→ **SCHRIFTLICHER AUFTRAG**
Gib den Abschnitt vom Anfang der Auflistung bis einschließlich der Zeile mit "xmin=29 ymin=18 xmax=96 ymax=48" vollständig wieder, Anfragen eingeschlossen, und skaliere dabei nur die Koordinaten in den Antworten mit dem Faktor 1,55, gerundet auf ganze Zahlen mit Aufrundung bei ,5. Lass die Bilder in deiner Antwort weg.

(Auszüge aus Bounding-Box-Daten)

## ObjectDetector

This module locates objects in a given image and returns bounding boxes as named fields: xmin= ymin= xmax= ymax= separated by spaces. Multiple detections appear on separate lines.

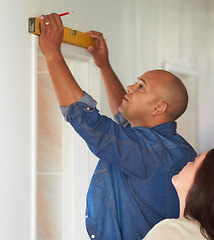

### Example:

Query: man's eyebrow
xmin=137 ymin=77 xmax=146 ymax=85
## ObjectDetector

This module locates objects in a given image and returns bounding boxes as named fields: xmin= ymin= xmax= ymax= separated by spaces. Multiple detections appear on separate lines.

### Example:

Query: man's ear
xmin=152 ymin=100 xmax=168 ymax=115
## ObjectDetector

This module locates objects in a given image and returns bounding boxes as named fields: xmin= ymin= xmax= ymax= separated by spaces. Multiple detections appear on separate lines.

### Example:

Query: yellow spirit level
xmin=29 ymin=18 xmax=96 ymax=48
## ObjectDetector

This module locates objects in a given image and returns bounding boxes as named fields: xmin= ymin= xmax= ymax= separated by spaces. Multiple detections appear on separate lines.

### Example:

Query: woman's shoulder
xmin=144 ymin=217 xmax=205 ymax=240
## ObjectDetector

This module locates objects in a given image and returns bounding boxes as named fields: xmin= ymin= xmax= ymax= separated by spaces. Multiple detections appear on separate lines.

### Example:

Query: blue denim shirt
xmin=61 ymin=94 xmax=196 ymax=240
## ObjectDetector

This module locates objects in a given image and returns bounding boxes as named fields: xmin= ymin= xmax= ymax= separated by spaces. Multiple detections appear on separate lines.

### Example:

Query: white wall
xmin=0 ymin=0 xmax=214 ymax=240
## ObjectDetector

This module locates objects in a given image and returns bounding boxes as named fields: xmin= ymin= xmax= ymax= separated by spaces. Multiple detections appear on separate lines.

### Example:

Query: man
xmin=39 ymin=14 xmax=196 ymax=240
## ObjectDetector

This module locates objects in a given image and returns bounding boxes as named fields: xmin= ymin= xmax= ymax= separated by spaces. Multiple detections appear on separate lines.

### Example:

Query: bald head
xmin=145 ymin=70 xmax=188 ymax=121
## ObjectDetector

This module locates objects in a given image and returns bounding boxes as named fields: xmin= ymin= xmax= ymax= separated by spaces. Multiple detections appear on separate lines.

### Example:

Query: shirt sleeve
xmin=60 ymin=92 xmax=97 ymax=121
xmin=143 ymin=219 xmax=187 ymax=240
xmin=61 ymin=93 xmax=162 ymax=180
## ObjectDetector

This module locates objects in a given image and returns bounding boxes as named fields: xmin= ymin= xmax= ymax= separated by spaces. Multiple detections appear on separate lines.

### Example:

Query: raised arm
xmin=88 ymin=31 xmax=126 ymax=115
xmin=39 ymin=13 xmax=84 ymax=107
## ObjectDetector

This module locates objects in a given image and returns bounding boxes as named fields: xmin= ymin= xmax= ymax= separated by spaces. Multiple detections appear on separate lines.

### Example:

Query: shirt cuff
xmin=60 ymin=92 xmax=97 ymax=118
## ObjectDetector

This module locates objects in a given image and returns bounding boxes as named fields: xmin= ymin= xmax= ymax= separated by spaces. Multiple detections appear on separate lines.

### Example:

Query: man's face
xmin=119 ymin=72 xmax=158 ymax=127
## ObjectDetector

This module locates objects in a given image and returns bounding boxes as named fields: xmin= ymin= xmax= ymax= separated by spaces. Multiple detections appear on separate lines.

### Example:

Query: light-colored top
xmin=143 ymin=217 xmax=206 ymax=240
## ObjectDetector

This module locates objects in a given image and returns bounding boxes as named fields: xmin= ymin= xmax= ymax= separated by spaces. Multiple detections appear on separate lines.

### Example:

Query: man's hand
xmin=87 ymin=31 xmax=110 ymax=69
xmin=39 ymin=13 xmax=64 ymax=58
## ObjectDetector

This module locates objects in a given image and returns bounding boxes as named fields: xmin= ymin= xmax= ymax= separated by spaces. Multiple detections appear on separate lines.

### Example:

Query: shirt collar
xmin=152 ymin=122 xmax=177 ymax=136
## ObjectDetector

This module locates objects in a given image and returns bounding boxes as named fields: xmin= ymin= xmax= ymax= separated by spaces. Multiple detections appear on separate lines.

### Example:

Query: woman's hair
xmin=184 ymin=148 xmax=214 ymax=240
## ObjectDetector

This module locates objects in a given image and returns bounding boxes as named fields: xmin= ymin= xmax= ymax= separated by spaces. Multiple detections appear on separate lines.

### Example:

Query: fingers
xmin=87 ymin=31 xmax=104 ymax=40
xmin=40 ymin=13 xmax=63 ymax=31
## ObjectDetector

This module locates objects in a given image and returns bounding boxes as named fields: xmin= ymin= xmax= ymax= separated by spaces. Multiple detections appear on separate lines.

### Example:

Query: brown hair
xmin=184 ymin=148 xmax=214 ymax=240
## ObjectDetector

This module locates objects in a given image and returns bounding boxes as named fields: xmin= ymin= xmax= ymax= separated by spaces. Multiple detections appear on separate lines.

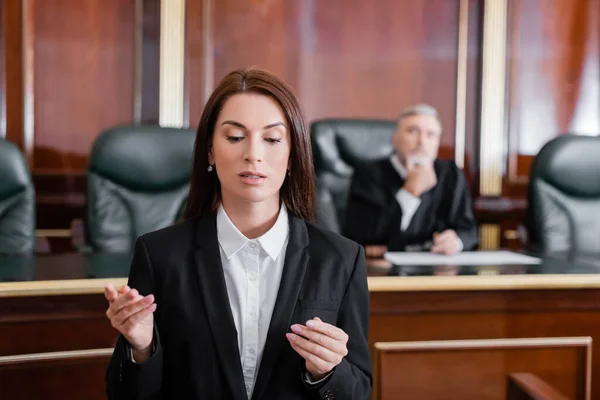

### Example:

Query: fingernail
xmin=285 ymin=333 xmax=296 ymax=342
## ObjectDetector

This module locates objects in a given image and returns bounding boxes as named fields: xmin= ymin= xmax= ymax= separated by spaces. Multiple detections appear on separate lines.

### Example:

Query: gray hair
xmin=398 ymin=104 xmax=442 ymax=125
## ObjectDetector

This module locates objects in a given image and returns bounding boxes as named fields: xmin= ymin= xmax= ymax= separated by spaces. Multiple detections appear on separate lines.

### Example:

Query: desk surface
xmin=0 ymin=253 xmax=600 ymax=297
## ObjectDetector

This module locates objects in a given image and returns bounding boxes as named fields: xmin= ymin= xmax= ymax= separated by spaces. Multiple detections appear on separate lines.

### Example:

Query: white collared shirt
xmin=217 ymin=205 xmax=289 ymax=398
xmin=390 ymin=153 xmax=421 ymax=231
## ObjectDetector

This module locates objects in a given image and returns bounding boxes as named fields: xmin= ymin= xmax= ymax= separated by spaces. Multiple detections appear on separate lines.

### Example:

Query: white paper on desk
xmin=384 ymin=251 xmax=541 ymax=265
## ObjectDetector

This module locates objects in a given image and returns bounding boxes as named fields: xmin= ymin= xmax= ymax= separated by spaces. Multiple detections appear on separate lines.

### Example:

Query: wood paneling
xmin=32 ymin=0 xmax=135 ymax=174
xmin=0 ymin=295 xmax=118 ymax=356
xmin=506 ymin=373 xmax=568 ymax=400
xmin=2 ymin=0 xmax=24 ymax=149
xmin=136 ymin=0 xmax=160 ymax=124
xmin=0 ymin=0 xmax=160 ymax=238
xmin=503 ymin=0 xmax=600 ymax=196
xmin=373 ymin=338 xmax=591 ymax=400
xmin=464 ymin=0 xmax=482 ymax=184
xmin=186 ymin=0 xmax=464 ymax=159
xmin=0 ymin=349 xmax=110 ymax=400
xmin=369 ymin=290 xmax=600 ymax=396
xmin=0 ymin=289 xmax=600 ymax=394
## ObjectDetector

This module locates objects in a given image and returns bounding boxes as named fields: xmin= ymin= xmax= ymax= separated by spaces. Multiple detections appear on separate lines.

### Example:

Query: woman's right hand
xmin=104 ymin=283 xmax=156 ymax=362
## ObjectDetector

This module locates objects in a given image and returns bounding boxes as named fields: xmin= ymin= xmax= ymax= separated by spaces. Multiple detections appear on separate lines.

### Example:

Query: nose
xmin=245 ymin=138 xmax=264 ymax=164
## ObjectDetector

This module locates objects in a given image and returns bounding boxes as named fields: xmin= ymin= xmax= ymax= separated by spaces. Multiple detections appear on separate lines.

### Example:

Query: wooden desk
xmin=0 ymin=254 xmax=600 ymax=396
xmin=373 ymin=337 xmax=592 ymax=400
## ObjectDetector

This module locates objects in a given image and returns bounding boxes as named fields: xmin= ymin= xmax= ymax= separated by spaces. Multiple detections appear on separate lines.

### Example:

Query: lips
xmin=239 ymin=171 xmax=267 ymax=179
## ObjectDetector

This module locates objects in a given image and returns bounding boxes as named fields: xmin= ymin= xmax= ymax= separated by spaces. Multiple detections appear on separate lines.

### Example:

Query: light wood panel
xmin=31 ymin=0 xmax=135 ymax=173
xmin=503 ymin=0 xmax=600 ymax=196
xmin=186 ymin=0 xmax=464 ymax=159
xmin=373 ymin=337 xmax=592 ymax=400
xmin=0 ymin=348 xmax=112 ymax=400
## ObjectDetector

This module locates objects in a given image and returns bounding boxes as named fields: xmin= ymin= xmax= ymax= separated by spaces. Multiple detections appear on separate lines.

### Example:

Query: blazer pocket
xmin=299 ymin=299 xmax=340 ymax=311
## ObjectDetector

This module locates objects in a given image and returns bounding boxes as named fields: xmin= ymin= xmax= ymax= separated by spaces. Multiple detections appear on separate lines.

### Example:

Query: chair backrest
xmin=373 ymin=337 xmax=592 ymax=400
xmin=528 ymin=135 xmax=600 ymax=253
xmin=310 ymin=119 xmax=396 ymax=232
xmin=86 ymin=126 xmax=195 ymax=252
xmin=0 ymin=139 xmax=35 ymax=254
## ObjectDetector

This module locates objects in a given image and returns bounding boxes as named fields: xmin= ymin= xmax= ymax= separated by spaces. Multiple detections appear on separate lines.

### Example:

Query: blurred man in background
xmin=344 ymin=104 xmax=478 ymax=257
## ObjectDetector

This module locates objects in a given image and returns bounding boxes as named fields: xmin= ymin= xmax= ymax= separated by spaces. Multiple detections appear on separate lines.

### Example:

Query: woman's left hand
xmin=286 ymin=318 xmax=348 ymax=381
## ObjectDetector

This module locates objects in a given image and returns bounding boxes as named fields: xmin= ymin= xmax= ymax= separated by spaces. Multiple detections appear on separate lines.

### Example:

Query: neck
xmin=222 ymin=196 xmax=280 ymax=239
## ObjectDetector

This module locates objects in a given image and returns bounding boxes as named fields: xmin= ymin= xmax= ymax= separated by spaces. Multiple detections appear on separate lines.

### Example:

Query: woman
xmin=105 ymin=69 xmax=372 ymax=400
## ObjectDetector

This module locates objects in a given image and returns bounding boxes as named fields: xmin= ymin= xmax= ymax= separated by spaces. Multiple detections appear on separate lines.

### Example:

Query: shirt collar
xmin=217 ymin=204 xmax=290 ymax=261
xmin=390 ymin=153 xmax=406 ymax=179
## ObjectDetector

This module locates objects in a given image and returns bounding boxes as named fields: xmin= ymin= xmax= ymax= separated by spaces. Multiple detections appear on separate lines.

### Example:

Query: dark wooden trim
xmin=140 ymin=0 xmax=160 ymax=124
xmin=2 ymin=0 xmax=25 ymax=151
xmin=0 ymin=1 xmax=7 ymax=139
xmin=22 ymin=0 xmax=36 ymax=170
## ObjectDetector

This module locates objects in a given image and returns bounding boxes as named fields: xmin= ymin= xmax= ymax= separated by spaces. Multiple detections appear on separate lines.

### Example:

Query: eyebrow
xmin=221 ymin=119 xmax=287 ymax=130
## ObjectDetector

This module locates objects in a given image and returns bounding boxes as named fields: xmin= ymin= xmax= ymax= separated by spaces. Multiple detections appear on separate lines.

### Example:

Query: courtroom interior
xmin=0 ymin=0 xmax=600 ymax=400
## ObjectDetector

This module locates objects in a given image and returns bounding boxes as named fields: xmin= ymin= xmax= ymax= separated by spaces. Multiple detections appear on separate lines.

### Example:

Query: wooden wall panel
xmin=186 ymin=0 xmax=459 ymax=159
xmin=503 ymin=0 xmax=600 ymax=196
xmin=29 ymin=0 xmax=135 ymax=173
xmin=2 ymin=0 xmax=24 ymax=149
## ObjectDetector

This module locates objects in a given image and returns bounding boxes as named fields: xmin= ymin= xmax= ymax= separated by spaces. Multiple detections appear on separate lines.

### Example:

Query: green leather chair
xmin=528 ymin=135 xmax=600 ymax=254
xmin=310 ymin=119 xmax=396 ymax=233
xmin=86 ymin=126 xmax=196 ymax=252
xmin=0 ymin=139 xmax=35 ymax=254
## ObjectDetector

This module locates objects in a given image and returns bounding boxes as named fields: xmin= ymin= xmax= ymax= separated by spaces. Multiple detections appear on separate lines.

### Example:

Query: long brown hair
xmin=184 ymin=68 xmax=316 ymax=221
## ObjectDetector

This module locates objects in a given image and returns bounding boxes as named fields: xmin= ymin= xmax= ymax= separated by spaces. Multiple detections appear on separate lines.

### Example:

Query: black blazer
xmin=106 ymin=213 xmax=372 ymax=400
xmin=344 ymin=158 xmax=479 ymax=251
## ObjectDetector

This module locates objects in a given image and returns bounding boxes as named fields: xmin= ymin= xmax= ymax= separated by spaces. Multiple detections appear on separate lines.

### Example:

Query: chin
xmin=236 ymin=188 xmax=278 ymax=203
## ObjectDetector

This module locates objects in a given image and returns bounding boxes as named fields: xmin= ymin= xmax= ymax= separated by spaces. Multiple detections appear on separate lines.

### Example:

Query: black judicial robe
xmin=344 ymin=158 xmax=479 ymax=251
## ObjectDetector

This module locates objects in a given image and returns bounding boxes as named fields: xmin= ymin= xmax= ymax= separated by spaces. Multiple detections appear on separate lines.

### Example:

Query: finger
xmin=104 ymin=283 xmax=119 ymax=303
xmin=431 ymin=243 xmax=456 ymax=256
xmin=365 ymin=246 xmax=375 ymax=257
xmin=286 ymin=333 xmax=341 ymax=372
xmin=305 ymin=319 xmax=348 ymax=343
xmin=121 ymin=303 xmax=158 ymax=328
xmin=112 ymin=294 xmax=154 ymax=325
xmin=109 ymin=289 xmax=143 ymax=318
xmin=291 ymin=320 xmax=348 ymax=361
xmin=433 ymin=230 xmax=454 ymax=244
xmin=431 ymin=244 xmax=446 ymax=254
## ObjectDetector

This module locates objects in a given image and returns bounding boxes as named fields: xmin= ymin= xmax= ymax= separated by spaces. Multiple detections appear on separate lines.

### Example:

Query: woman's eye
xmin=265 ymin=138 xmax=281 ymax=144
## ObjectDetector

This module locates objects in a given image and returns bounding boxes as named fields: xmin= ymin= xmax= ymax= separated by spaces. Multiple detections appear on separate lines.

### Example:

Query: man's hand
xmin=431 ymin=229 xmax=458 ymax=256
xmin=403 ymin=158 xmax=437 ymax=197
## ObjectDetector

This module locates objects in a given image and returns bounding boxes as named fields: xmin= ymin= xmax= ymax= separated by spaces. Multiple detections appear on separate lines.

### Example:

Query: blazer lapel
xmin=195 ymin=213 xmax=248 ymax=399
xmin=252 ymin=213 xmax=309 ymax=400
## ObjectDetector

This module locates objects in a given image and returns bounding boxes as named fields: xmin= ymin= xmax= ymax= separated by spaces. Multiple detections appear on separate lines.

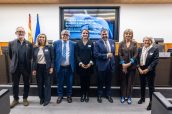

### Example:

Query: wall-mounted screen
xmin=60 ymin=7 xmax=119 ymax=41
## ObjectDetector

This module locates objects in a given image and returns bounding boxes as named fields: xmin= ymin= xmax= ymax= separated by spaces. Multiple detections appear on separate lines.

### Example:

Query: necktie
xmin=105 ymin=41 xmax=110 ymax=52
xmin=63 ymin=42 xmax=66 ymax=62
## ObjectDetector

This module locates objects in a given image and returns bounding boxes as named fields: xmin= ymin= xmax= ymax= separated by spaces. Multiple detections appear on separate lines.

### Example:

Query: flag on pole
xmin=34 ymin=14 xmax=40 ymax=43
xmin=28 ymin=14 xmax=33 ymax=43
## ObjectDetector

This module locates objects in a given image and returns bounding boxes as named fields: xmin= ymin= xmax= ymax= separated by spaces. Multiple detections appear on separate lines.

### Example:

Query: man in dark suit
xmin=54 ymin=30 xmax=75 ymax=104
xmin=9 ymin=27 xmax=33 ymax=108
xmin=94 ymin=29 xmax=115 ymax=103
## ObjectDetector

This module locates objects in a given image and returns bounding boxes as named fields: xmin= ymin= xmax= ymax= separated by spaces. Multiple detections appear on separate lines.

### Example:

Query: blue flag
xmin=34 ymin=14 xmax=40 ymax=43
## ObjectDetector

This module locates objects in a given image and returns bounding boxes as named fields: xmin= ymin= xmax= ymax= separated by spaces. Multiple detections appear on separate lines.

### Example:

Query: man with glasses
xmin=9 ymin=27 xmax=33 ymax=108
xmin=54 ymin=30 xmax=75 ymax=104
xmin=94 ymin=29 xmax=115 ymax=103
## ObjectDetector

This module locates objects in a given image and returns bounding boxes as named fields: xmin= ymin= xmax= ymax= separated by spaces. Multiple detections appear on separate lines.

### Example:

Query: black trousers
xmin=36 ymin=64 xmax=51 ymax=102
xmin=120 ymin=70 xmax=136 ymax=97
xmin=97 ymin=70 xmax=112 ymax=96
xmin=79 ymin=68 xmax=91 ymax=95
xmin=140 ymin=66 xmax=155 ymax=101
xmin=12 ymin=68 xmax=30 ymax=100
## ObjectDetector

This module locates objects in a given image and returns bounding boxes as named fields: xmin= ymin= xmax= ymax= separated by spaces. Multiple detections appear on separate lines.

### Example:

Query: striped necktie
xmin=62 ymin=42 xmax=66 ymax=61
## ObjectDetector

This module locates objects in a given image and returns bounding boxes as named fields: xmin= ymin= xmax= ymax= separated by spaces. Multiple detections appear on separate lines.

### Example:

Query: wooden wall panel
xmin=0 ymin=0 xmax=172 ymax=4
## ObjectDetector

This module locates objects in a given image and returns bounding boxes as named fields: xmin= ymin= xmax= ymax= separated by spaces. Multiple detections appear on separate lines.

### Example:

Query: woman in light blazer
xmin=137 ymin=36 xmax=159 ymax=110
xmin=118 ymin=29 xmax=137 ymax=104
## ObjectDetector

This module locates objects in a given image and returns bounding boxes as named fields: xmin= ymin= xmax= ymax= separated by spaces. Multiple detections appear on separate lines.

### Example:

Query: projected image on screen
xmin=62 ymin=8 xmax=117 ymax=39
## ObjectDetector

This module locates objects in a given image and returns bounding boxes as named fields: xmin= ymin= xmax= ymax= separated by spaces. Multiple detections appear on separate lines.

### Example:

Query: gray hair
xmin=61 ymin=29 xmax=70 ymax=36
xmin=143 ymin=36 xmax=153 ymax=44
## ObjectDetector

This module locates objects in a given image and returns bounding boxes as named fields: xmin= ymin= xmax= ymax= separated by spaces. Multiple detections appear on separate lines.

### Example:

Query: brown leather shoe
xmin=23 ymin=99 xmax=29 ymax=106
xmin=10 ymin=100 xmax=19 ymax=108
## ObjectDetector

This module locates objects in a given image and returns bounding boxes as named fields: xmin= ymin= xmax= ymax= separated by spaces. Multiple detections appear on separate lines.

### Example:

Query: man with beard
xmin=9 ymin=27 xmax=33 ymax=108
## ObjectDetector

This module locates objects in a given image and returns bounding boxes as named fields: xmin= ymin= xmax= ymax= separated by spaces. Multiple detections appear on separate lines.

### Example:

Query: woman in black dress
xmin=76 ymin=29 xmax=94 ymax=102
xmin=32 ymin=34 xmax=54 ymax=106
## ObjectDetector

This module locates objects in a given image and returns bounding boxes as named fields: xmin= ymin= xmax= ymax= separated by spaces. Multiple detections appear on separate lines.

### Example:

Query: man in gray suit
xmin=9 ymin=27 xmax=33 ymax=108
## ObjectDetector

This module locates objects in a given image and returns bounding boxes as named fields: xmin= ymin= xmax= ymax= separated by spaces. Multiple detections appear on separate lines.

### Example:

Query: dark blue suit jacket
xmin=32 ymin=45 xmax=54 ymax=70
xmin=54 ymin=40 xmax=75 ymax=72
xmin=94 ymin=39 xmax=115 ymax=71
xmin=8 ymin=39 xmax=33 ymax=73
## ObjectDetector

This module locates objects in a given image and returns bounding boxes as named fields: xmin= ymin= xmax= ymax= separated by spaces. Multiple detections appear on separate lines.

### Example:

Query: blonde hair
xmin=143 ymin=36 xmax=154 ymax=45
xmin=123 ymin=29 xmax=133 ymax=41
xmin=35 ymin=33 xmax=48 ymax=47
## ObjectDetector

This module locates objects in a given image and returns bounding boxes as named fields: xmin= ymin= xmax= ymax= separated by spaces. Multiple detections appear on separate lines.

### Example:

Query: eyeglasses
xmin=63 ymin=34 xmax=69 ymax=36
xmin=17 ymin=31 xmax=25 ymax=33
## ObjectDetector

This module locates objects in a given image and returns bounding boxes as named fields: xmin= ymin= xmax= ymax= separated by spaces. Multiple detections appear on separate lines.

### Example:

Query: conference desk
xmin=0 ymin=54 xmax=172 ymax=86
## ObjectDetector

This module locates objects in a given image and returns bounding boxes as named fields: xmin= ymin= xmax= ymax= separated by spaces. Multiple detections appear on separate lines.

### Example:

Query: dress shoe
xmin=56 ymin=97 xmax=62 ymax=104
xmin=10 ymin=100 xmax=19 ymax=108
xmin=43 ymin=101 xmax=50 ymax=106
xmin=85 ymin=95 xmax=89 ymax=103
xmin=67 ymin=96 xmax=72 ymax=103
xmin=23 ymin=99 xmax=29 ymax=106
xmin=138 ymin=98 xmax=145 ymax=104
xmin=106 ymin=96 xmax=113 ymax=103
xmin=97 ymin=96 xmax=102 ymax=103
xmin=147 ymin=103 xmax=152 ymax=110
xmin=127 ymin=97 xmax=132 ymax=104
xmin=120 ymin=97 xmax=125 ymax=103
xmin=40 ymin=99 xmax=44 ymax=105
xmin=80 ymin=95 xmax=85 ymax=102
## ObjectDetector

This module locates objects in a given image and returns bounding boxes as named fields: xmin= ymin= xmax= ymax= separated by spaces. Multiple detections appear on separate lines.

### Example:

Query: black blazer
xmin=118 ymin=41 xmax=138 ymax=69
xmin=8 ymin=39 xmax=33 ymax=73
xmin=137 ymin=46 xmax=159 ymax=71
xmin=75 ymin=40 xmax=94 ymax=64
xmin=32 ymin=45 xmax=54 ymax=70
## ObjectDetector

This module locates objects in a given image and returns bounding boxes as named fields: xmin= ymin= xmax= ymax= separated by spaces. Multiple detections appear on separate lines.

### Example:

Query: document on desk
xmin=159 ymin=52 xmax=171 ymax=58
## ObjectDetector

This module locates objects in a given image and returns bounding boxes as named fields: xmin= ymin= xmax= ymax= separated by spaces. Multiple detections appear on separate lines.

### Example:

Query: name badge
xmin=45 ymin=49 xmax=48 ymax=52
xmin=88 ymin=45 xmax=91 ymax=47
xmin=149 ymin=53 xmax=153 ymax=55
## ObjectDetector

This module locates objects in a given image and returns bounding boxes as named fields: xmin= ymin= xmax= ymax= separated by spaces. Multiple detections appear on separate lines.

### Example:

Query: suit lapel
xmin=14 ymin=40 xmax=19 ymax=57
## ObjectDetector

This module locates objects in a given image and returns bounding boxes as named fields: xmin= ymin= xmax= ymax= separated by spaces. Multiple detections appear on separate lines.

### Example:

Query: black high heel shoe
xmin=138 ymin=98 xmax=145 ymax=104
xmin=80 ymin=95 xmax=85 ymax=102
xmin=85 ymin=95 xmax=89 ymax=102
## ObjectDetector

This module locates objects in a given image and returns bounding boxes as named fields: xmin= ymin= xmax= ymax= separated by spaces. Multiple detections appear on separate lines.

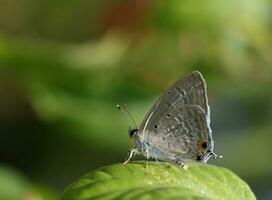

→ **ERGEBNIS DER AUFGABE**
## ObjectDetector

This module locates objects in a given image and returns bounding boxes as named fields: xmin= ymin= xmax= ymax= separated by spaces. Multiple detections appear on separate lines.


### Example:

Query: man's eyebrow
xmin=212 ymin=119 xmax=226 ymax=132
## ObjectDetector

This module locates objects in a given image and returns bounding boxes as named fields: xmin= ymin= xmax= ymax= separated by spaces. Multiple detections appear on separate lines.

### Example:

Query: man's ear
xmin=236 ymin=155 xmax=260 ymax=178
## ObjectDetector

This module locates objects in a given image and returns bounding boxes as named fields: xmin= ymin= xmax= ymax= separated by spaces. Multiple detections appear on separate lines.

### Example:

Query: yellow spirit level
xmin=45 ymin=28 xmax=149 ymax=74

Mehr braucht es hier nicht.